DATA PROVIDED:
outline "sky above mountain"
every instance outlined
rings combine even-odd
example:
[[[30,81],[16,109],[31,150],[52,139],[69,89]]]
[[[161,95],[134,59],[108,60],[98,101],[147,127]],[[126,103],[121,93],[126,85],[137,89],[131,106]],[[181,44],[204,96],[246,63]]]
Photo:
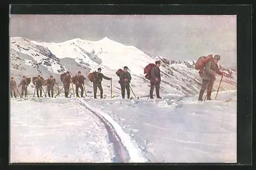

EXERCISE: Quote the data above line for line, with no changes, and omit any pictures from your answer.

SOLUTION:
outline "sky above mountain"
every instance outlined
rings combine even-odd
example:
[[[30,81],[16,109],[31,150],[52,139],[69,89]]]
[[[161,95],[134,59],[108,60],[98,101],[147,127]],[[126,103],[121,93],[126,85],[137,89],[131,106]],[[181,44],[204,96],[246,63]]]
Photo:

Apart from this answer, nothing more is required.